# Data extracts:
============
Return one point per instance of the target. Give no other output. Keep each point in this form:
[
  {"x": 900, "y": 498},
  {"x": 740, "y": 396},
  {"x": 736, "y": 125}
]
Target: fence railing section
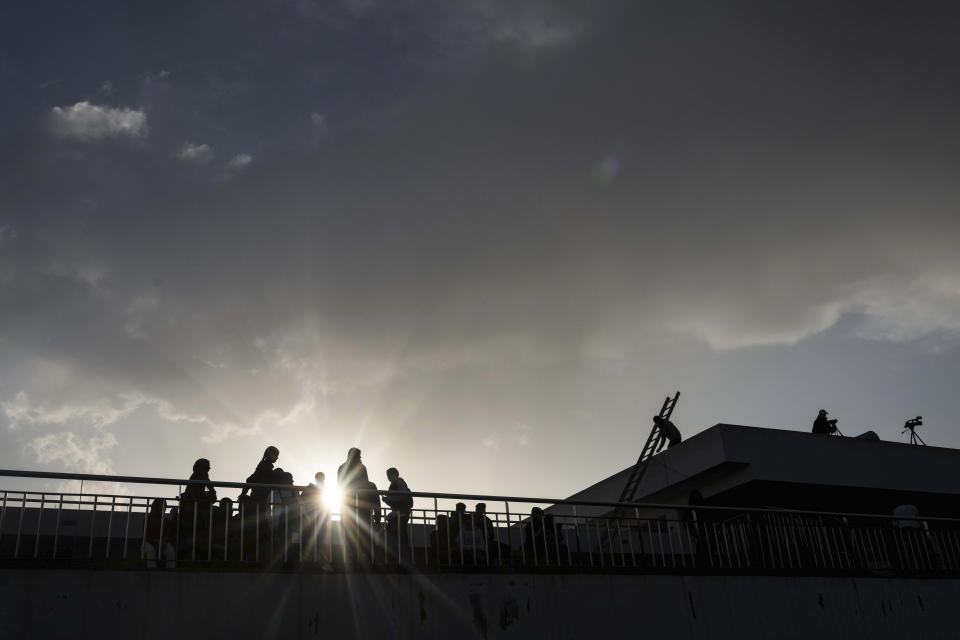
[{"x": 287, "y": 530}]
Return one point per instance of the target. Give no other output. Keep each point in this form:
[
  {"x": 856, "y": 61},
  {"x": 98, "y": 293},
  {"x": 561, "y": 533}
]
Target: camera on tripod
[{"x": 913, "y": 423}]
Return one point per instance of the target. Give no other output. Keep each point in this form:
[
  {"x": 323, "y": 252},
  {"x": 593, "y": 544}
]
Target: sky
[{"x": 481, "y": 241}]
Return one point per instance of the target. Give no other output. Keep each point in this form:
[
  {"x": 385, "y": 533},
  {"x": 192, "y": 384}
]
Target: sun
[{"x": 331, "y": 498}]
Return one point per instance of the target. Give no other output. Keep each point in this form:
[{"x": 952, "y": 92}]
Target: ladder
[{"x": 654, "y": 445}]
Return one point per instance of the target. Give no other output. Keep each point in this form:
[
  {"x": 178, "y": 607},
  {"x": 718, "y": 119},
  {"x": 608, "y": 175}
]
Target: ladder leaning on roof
[{"x": 655, "y": 442}]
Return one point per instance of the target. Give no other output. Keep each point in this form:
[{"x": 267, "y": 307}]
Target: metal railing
[{"x": 286, "y": 531}]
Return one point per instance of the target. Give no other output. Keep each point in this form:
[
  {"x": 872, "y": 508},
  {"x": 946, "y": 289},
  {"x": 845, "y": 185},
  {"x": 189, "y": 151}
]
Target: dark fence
[{"x": 290, "y": 531}]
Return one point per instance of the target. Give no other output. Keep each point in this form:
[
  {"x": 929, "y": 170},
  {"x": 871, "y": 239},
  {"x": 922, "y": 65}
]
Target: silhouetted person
[
  {"x": 196, "y": 490},
  {"x": 264, "y": 474},
  {"x": 400, "y": 507},
  {"x": 286, "y": 509},
  {"x": 314, "y": 515},
  {"x": 458, "y": 520},
  {"x": 484, "y": 523},
  {"x": 195, "y": 506},
  {"x": 351, "y": 478},
  {"x": 368, "y": 517},
  {"x": 824, "y": 426},
  {"x": 313, "y": 492},
  {"x": 225, "y": 531},
  {"x": 442, "y": 545},
  {"x": 556, "y": 541},
  {"x": 669, "y": 430},
  {"x": 534, "y": 541}
]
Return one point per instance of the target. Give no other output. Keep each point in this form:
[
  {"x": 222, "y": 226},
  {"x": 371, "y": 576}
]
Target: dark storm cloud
[{"x": 502, "y": 201}]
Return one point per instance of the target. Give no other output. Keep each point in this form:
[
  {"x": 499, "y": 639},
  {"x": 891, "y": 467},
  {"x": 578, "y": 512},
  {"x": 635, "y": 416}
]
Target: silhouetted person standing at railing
[
  {"x": 823, "y": 426},
  {"x": 484, "y": 523},
  {"x": 351, "y": 478},
  {"x": 196, "y": 503},
  {"x": 314, "y": 515},
  {"x": 556, "y": 541},
  {"x": 255, "y": 507},
  {"x": 442, "y": 546},
  {"x": 399, "y": 516},
  {"x": 225, "y": 533},
  {"x": 533, "y": 537},
  {"x": 264, "y": 474},
  {"x": 458, "y": 520}
]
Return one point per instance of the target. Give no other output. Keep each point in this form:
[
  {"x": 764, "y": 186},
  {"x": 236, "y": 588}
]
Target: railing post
[
  {"x": 56, "y": 531},
  {"x": 113, "y": 506},
  {"x": 36, "y": 542}
]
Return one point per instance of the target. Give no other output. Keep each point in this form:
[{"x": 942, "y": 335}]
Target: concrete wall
[{"x": 182, "y": 604}]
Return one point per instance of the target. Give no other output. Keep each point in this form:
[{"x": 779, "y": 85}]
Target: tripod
[{"x": 911, "y": 426}]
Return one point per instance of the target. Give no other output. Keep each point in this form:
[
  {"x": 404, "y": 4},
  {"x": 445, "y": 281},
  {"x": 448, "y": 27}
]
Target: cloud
[
  {"x": 240, "y": 161},
  {"x": 535, "y": 33},
  {"x": 195, "y": 153},
  {"x": 72, "y": 452},
  {"x": 85, "y": 121}
]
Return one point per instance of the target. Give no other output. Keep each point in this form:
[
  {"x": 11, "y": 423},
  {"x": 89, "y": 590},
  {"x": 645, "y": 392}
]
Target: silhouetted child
[{"x": 399, "y": 516}]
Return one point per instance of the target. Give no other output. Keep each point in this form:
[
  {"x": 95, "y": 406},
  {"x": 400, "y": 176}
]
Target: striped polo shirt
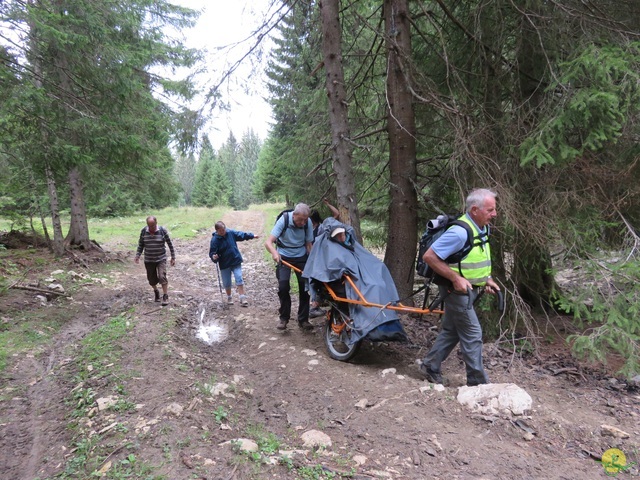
============
# Required action:
Your task is to retype all the entries exactly and leave out any pictures.

# Written reply:
Return one point per instance of the target. Give no other output. Keep each point in this form:
[
  {"x": 900, "y": 498},
  {"x": 740, "y": 396},
  {"x": 736, "y": 125}
]
Target: fence railing section
[{"x": 287, "y": 530}]
Return one point per instance of the target. Give no other output. Keep each point in this form:
[
  {"x": 856, "y": 61},
  {"x": 98, "y": 293},
  {"x": 561, "y": 533}
]
Target: camera on tripod
[{"x": 913, "y": 423}]
Return one point per instance of the target. Give no other output. Keep each point in this form:
[
  {"x": 323, "y": 252},
  {"x": 593, "y": 544}
]
Target: sky
[{"x": 481, "y": 241}]
Return one point per instance of the target. Give no other output. Keep each point in this form:
[
  {"x": 385, "y": 533},
  {"x": 192, "y": 384}
]
Target: sun
[{"x": 331, "y": 498}]
Return one point per instance of the target. Give no other output. Keep each point in this form:
[{"x": 952, "y": 92}]
Target: ladder
[{"x": 654, "y": 445}]
Return one point per instance of the target. Give no other output. Keep each point in this form:
[
  {"x": 178, "y": 607},
  {"x": 718, "y": 119},
  {"x": 608, "y": 175}
]
Target: ladder leaning on roof
[{"x": 655, "y": 442}]
Return one point per instance of the target. Give no other output. Keep each point in this form:
[{"x": 267, "y": 307}]
Target: metal railing
[{"x": 286, "y": 531}]
Return one point per instance of the target. Give no other output. Keep each point in this form:
[
  {"x": 872, "y": 508},
  {"x": 946, "y": 289},
  {"x": 845, "y": 185},
  {"x": 189, "y": 151}
]
Target: dark fence
[{"x": 290, "y": 531}]
Return one point per instance of the target. Give no other output. Keep each point in this form:
[
  {"x": 929, "y": 170},
  {"x": 871, "y": 239},
  {"x": 922, "y": 65}
]
Target: silhouetted person
[
  {"x": 196, "y": 490},
  {"x": 264, "y": 474},
  {"x": 400, "y": 507},
  {"x": 286, "y": 509},
  {"x": 314, "y": 515},
  {"x": 458, "y": 520},
  {"x": 484, "y": 523},
  {"x": 195, "y": 506},
  {"x": 351, "y": 478},
  {"x": 368, "y": 517},
  {"x": 824, "y": 426},
  {"x": 313, "y": 492},
  {"x": 225, "y": 531},
  {"x": 442, "y": 545},
  {"x": 556, "y": 541},
  {"x": 669, "y": 430},
  {"x": 534, "y": 541}
]
Return one point per instance of the target. Give no other output. Keep each point in this form:
[
  {"x": 222, "y": 226},
  {"x": 371, "y": 576}
]
Target: dark storm cloud
[{"x": 502, "y": 201}]
Return one point per instance of the target. Give no other output. Keep each point in this form:
[
  {"x": 499, "y": 639},
  {"x": 891, "y": 467},
  {"x": 578, "y": 512},
  {"x": 635, "y": 416}
]
Target: silhouetted person standing at railing
[
  {"x": 823, "y": 426},
  {"x": 484, "y": 523},
  {"x": 351, "y": 478},
  {"x": 196, "y": 503},
  {"x": 314, "y": 515},
  {"x": 556, "y": 541},
  {"x": 255, "y": 507},
  {"x": 442, "y": 546},
  {"x": 399, "y": 516},
  {"x": 225, "y": 533},
  {"x": 533, "y": 537},
  {"x": 264, "y": 474},
  {"x": 458, "y": 520}
]
Return one point per instance of the target. Give no other output. Keep each point in this form:
[
  {"x": 764, "y": 186},
  {"x": 236, "y": 588}
]
Target: railing post
[
  {"x": 56, "y": 531},
  {"x": 113, "y": 506},
  {"x": 36, "y": 542}
]
Return one point per instance of the target. Give no other output. Keep each point in this form:
[{"x": 942, "y": 335}]
Target: concrete wall
[{"x": 182, "y": 604}]
Return one point per instance of the target. Give no other output. Keep each point in this form:
[{"x": 779, "y": 85}]
Target: tripod
[{"x": 911, "y": 426}]
Return one point per instance of the target. Give no other output. Keep each point in this form:
[
  {"x": 404, "y": 4},
  {"x": 445, "y": 281},
  {"x": 448, "y": 27}
]
Target: cloud
[
  {"x": 240, "y": 161},
  {"x": 535, "y": 33},
  {"x": 195, "y": 153},
  {"x": 72, "y": 452},
  {"x": 85, "y": 121}
]
Return one point per instance of the target. Give no other output. Keep each point in this form:
[
  {"x": 11, "y": 423},
  {"x": 89, "y": 590},
  {"x": 645, "y": 392}
]
Target: silhouetted child
[{"x": 399, "y": 516}]
Return one point per instance of the target. Give no other output. Keep each point in this form:
[
  {"x": 95, "y": 406},
  {"x": 400, "y": 176}
]
Target: striped polo shirt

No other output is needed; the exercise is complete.